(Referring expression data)

[Start of section]

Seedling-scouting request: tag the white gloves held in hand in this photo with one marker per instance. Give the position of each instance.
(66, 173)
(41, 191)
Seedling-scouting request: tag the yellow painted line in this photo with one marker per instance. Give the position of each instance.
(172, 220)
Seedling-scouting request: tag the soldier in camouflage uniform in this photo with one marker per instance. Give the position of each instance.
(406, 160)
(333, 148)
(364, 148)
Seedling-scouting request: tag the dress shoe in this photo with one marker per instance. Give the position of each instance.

[End of section]

Only the lines from the one containing "Seedling-scouting request: tag the soldier" through the final line of the records above should be printed, exactly as they stand.

* **ANSWER SPACE**
Seedling-scouting request: tag the soldier in camouflage uniform in this photo with one marker per instance. Give the position of each instance.
(406, 160)
(333, 148)
(364, 148)
Seedling-scouting request: tag the dress shoe in this photo with one marker per instance. Give the position of each instance.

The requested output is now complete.